Photo-based referring expression data:
== Segment start ==

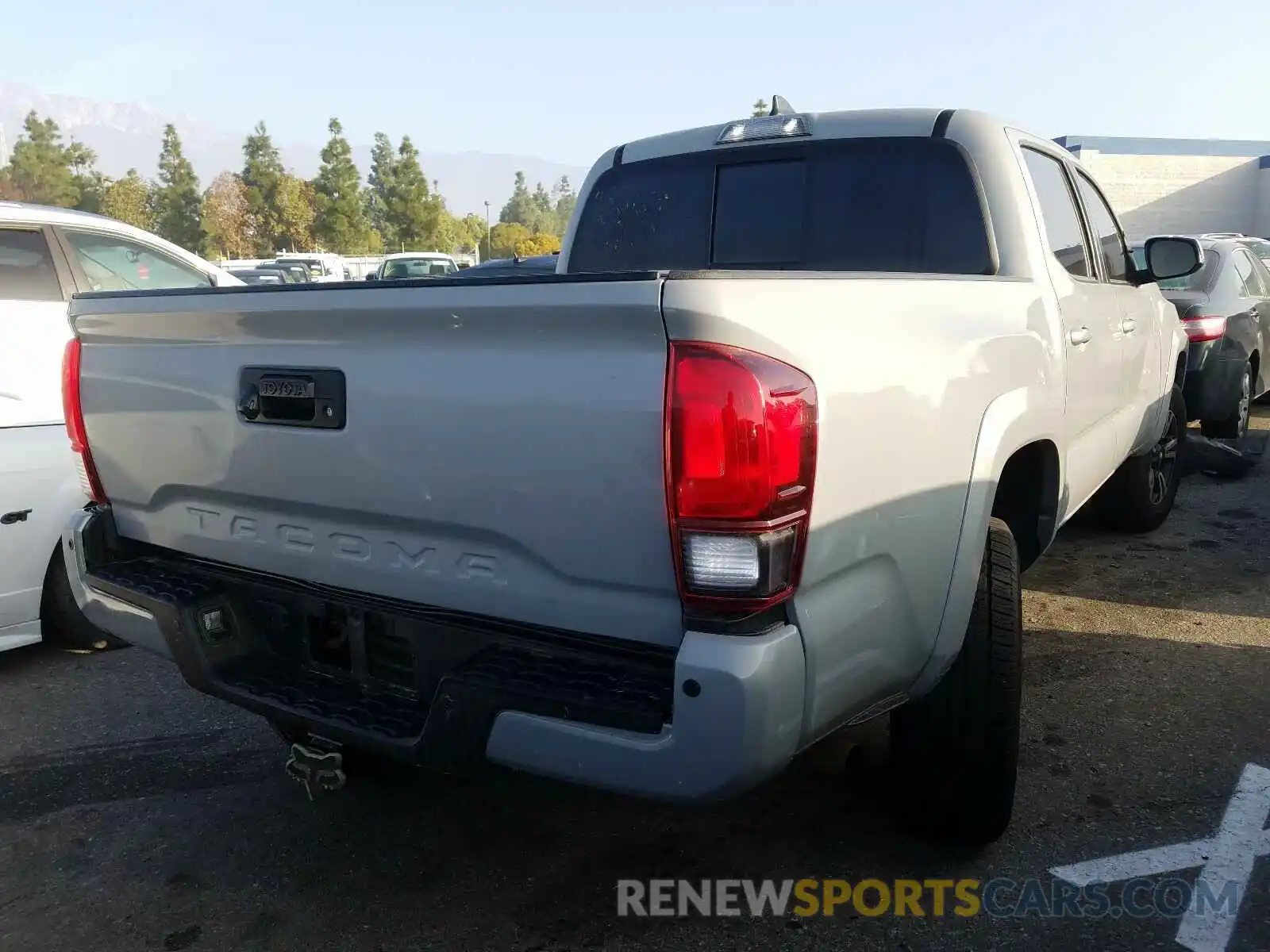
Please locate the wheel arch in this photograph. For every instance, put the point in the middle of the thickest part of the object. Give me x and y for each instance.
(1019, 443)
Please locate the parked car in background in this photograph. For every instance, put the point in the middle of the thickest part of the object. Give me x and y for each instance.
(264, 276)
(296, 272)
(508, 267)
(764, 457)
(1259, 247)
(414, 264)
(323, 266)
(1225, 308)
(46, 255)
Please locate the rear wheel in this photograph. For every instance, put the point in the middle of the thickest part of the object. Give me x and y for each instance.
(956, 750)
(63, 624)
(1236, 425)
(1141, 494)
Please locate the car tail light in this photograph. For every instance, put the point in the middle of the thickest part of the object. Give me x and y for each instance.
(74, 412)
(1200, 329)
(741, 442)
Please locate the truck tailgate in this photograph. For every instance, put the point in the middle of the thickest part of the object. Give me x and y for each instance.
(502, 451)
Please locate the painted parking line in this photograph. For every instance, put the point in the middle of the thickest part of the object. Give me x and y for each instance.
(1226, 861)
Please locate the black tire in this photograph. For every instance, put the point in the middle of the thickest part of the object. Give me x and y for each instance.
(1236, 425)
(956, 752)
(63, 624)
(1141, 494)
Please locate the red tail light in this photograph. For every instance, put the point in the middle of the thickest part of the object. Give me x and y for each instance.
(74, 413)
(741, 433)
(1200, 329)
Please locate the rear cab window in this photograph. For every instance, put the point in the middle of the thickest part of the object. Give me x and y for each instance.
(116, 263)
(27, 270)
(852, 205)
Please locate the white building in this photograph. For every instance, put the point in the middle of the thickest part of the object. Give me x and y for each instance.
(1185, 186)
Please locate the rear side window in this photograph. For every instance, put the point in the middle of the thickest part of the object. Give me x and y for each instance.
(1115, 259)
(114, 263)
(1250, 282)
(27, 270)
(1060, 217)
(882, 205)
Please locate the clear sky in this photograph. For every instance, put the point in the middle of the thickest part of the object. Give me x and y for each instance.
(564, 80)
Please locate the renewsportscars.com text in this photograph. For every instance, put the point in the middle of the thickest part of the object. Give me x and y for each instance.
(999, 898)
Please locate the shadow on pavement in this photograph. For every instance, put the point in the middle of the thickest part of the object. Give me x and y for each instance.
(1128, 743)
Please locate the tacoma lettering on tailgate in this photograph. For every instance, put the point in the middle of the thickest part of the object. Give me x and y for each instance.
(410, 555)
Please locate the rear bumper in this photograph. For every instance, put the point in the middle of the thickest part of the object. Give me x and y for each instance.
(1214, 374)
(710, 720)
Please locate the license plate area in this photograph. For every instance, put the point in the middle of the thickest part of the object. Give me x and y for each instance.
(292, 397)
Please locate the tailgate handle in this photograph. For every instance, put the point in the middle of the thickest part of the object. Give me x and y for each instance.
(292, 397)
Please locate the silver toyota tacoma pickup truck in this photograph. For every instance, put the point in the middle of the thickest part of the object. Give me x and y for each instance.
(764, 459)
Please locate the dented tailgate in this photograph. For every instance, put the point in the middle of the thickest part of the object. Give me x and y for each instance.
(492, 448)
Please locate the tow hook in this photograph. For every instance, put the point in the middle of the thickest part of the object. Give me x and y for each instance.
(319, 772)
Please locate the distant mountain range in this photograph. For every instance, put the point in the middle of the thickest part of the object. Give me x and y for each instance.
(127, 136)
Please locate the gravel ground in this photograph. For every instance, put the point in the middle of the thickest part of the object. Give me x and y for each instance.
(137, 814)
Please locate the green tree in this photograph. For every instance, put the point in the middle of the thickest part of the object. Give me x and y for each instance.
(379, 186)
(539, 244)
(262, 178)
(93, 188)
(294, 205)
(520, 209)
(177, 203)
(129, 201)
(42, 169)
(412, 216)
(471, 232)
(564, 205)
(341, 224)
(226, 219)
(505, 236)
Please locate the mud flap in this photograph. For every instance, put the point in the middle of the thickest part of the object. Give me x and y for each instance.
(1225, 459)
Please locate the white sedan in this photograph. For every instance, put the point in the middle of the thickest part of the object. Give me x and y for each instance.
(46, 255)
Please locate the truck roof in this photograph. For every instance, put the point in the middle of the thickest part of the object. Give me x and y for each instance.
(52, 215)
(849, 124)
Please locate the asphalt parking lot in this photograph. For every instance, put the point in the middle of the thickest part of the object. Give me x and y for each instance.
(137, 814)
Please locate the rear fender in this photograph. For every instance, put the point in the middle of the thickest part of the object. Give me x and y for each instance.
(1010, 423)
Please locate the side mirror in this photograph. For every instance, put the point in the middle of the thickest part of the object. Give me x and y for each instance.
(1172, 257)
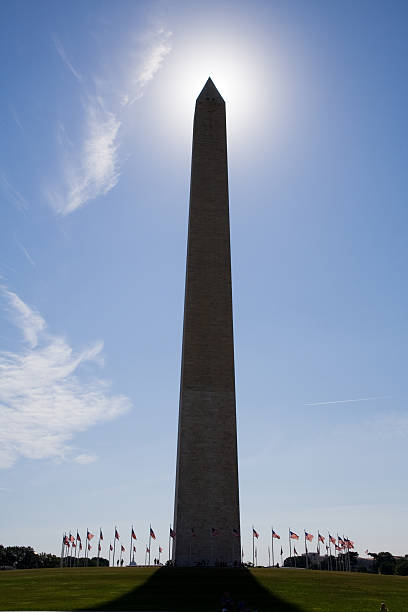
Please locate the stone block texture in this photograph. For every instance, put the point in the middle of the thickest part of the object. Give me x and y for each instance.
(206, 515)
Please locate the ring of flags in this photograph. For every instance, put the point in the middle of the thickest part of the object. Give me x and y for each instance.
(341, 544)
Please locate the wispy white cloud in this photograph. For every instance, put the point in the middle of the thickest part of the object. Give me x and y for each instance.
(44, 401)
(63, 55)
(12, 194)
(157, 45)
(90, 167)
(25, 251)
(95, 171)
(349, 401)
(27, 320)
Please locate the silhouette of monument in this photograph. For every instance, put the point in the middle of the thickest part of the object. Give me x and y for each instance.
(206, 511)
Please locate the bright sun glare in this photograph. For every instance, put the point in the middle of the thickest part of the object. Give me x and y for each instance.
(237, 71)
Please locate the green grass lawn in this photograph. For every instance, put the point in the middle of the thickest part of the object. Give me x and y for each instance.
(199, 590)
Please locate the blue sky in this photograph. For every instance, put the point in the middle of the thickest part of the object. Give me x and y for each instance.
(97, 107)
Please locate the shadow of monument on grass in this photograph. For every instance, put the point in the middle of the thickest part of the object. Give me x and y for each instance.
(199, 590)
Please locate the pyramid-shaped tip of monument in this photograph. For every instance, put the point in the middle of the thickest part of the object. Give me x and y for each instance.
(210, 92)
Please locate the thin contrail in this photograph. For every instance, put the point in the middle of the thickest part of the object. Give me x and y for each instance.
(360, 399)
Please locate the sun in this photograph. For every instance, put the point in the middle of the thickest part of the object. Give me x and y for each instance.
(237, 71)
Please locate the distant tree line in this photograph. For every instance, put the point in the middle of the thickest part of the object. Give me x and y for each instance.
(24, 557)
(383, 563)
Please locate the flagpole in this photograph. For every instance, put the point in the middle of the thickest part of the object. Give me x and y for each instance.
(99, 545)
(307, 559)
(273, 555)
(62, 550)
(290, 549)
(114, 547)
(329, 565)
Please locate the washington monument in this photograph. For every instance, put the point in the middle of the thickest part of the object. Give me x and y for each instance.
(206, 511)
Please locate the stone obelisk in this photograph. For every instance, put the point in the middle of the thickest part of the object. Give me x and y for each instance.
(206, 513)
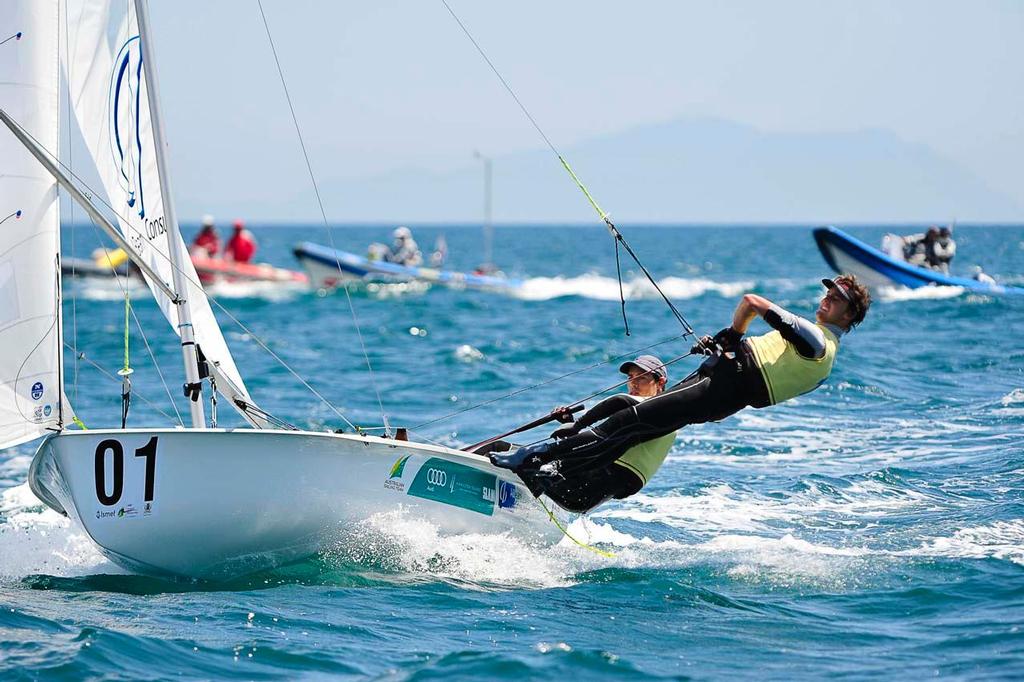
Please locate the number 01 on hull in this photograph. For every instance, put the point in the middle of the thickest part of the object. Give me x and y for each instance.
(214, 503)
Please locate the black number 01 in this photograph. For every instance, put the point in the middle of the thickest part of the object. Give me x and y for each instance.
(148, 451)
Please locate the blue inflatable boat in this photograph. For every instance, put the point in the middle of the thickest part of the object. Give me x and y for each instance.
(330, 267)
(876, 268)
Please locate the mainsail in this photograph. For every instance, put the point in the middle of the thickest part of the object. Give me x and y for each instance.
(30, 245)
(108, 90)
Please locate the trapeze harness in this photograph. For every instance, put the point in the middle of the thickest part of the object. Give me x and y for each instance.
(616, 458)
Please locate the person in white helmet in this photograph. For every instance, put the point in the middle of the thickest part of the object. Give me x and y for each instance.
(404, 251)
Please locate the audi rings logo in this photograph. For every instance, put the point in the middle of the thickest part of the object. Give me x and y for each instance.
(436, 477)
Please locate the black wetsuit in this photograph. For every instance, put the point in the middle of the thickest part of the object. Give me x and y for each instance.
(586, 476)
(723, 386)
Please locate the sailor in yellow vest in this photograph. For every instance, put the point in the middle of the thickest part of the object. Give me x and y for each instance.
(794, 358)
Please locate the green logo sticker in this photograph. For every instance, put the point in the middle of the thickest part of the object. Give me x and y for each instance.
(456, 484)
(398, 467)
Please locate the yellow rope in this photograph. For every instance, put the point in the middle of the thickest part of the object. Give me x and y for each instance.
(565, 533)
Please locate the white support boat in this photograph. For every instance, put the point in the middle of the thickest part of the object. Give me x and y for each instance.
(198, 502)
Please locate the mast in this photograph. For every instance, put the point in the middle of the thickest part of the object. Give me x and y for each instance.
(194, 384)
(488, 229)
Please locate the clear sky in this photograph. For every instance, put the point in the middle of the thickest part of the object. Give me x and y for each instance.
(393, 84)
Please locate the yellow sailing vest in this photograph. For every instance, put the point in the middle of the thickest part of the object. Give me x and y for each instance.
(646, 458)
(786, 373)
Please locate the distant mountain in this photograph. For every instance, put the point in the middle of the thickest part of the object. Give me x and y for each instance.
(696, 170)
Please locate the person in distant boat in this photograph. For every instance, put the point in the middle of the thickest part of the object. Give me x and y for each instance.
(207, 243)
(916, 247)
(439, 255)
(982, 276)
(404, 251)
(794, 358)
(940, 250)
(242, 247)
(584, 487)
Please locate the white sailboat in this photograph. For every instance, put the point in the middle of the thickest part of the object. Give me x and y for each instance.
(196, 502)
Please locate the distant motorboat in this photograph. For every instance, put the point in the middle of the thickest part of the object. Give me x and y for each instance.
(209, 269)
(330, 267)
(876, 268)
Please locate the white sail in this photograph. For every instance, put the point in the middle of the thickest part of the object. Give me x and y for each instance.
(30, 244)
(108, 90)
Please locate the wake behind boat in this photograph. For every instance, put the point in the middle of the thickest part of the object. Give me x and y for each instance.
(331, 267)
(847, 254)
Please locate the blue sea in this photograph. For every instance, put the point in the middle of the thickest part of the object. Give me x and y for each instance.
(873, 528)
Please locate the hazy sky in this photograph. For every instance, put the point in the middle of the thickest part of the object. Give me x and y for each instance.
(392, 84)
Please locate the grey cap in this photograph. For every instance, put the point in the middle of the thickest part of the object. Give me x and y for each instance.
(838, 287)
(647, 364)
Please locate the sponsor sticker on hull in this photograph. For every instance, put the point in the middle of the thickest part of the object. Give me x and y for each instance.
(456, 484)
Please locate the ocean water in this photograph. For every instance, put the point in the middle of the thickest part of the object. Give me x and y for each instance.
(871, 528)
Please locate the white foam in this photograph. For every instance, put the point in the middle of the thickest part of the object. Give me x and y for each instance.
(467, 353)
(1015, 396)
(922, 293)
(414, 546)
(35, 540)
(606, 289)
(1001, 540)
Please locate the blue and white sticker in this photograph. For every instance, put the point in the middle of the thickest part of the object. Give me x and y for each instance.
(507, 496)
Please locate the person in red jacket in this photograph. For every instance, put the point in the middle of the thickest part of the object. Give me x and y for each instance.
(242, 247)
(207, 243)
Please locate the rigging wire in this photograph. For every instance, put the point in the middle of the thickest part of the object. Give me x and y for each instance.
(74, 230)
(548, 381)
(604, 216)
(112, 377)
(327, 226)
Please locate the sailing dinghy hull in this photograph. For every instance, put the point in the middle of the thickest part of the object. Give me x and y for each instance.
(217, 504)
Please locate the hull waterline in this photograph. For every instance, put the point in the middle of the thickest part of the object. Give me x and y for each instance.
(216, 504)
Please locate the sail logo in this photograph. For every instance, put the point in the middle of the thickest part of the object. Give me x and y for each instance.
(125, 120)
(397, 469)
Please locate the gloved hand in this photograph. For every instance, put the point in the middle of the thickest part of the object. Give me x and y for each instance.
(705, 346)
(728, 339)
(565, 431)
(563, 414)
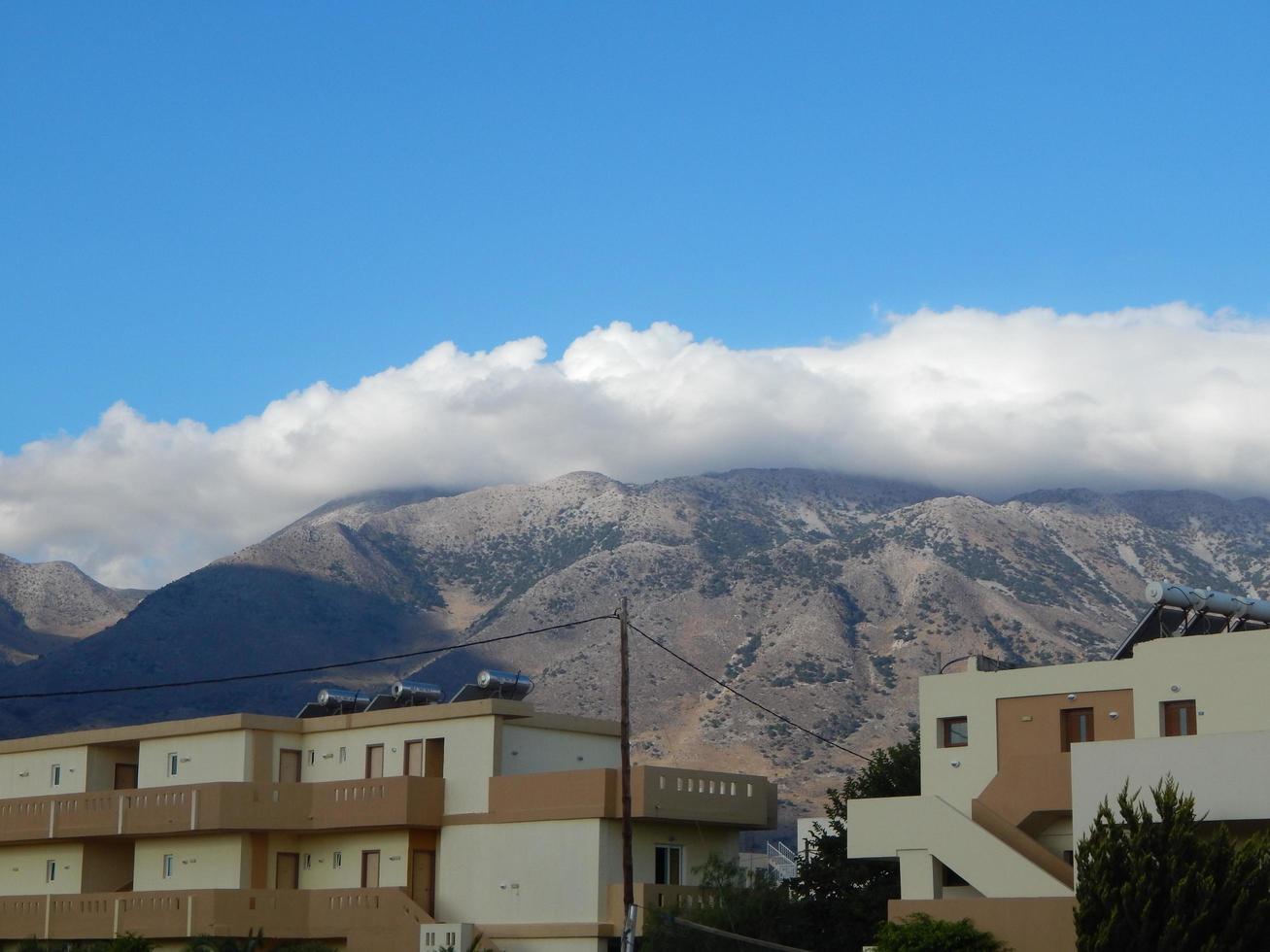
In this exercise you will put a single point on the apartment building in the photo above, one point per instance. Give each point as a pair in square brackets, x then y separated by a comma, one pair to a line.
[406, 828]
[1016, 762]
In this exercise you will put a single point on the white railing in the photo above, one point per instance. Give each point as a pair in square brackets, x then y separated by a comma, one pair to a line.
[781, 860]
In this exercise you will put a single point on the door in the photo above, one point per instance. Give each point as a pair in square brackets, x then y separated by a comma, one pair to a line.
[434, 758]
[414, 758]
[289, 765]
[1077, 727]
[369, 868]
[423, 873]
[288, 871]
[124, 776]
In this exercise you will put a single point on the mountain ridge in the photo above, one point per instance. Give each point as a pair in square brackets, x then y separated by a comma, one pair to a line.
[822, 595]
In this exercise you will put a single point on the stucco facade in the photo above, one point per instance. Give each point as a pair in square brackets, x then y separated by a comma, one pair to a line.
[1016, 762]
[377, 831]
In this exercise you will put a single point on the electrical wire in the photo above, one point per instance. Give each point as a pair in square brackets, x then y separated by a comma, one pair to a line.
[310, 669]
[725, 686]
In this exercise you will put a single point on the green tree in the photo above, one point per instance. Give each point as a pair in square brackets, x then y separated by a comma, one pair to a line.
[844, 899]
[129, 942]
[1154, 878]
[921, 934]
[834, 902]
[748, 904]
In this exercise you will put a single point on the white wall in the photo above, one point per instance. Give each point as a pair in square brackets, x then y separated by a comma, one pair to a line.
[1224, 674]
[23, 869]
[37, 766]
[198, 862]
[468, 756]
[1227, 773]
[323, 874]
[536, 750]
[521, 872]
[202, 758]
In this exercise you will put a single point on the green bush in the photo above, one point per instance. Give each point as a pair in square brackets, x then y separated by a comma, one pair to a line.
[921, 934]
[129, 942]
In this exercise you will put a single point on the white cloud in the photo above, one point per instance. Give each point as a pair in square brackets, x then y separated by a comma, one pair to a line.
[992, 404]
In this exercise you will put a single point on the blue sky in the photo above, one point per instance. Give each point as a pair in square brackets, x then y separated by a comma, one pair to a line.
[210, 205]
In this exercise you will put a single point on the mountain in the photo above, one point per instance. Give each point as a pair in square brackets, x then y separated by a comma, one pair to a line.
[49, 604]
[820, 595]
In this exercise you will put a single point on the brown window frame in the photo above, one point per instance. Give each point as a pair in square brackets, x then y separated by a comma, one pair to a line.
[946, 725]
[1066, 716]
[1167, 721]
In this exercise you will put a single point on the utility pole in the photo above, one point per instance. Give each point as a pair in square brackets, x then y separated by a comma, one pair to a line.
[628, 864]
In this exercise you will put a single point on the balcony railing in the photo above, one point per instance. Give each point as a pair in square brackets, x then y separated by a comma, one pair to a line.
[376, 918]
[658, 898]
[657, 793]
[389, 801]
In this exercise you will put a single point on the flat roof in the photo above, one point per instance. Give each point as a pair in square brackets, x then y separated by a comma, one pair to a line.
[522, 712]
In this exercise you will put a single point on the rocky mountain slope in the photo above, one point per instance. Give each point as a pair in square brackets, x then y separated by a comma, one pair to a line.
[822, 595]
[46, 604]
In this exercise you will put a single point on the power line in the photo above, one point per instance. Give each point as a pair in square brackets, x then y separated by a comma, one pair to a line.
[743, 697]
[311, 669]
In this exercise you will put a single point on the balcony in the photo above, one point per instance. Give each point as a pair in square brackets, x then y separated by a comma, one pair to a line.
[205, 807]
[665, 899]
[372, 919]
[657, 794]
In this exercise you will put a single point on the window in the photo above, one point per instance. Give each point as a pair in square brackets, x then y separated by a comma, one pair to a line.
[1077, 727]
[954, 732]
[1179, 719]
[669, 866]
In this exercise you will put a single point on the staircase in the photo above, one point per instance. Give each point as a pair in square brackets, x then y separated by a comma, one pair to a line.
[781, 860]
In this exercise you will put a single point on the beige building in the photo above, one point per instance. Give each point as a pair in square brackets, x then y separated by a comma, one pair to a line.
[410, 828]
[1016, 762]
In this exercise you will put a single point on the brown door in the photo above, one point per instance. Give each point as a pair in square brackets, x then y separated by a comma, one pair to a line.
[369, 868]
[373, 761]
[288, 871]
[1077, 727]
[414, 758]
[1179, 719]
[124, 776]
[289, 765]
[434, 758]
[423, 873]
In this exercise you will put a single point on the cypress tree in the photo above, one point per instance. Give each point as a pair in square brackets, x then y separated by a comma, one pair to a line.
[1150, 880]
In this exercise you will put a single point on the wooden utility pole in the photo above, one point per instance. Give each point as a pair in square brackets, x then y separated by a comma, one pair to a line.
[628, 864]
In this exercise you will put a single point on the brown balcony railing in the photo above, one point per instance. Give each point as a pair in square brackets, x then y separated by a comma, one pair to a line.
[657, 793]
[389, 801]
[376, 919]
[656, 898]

== Segment end ==

AIM OF THE EXERCISE -> Return exactly the run of lines that opens with the one containing "the brown balcony" and closes with the last line of the records above.

FINAL ANSWER ->
In this exercise you will put a single point on the brown balcony railing in the photo above, one point per instance. Give each point as a pair in square brackets, x then y separated by a comma, one pair to a line.
[657, 793]
[389, 801]
[376, 919]
[656, 898]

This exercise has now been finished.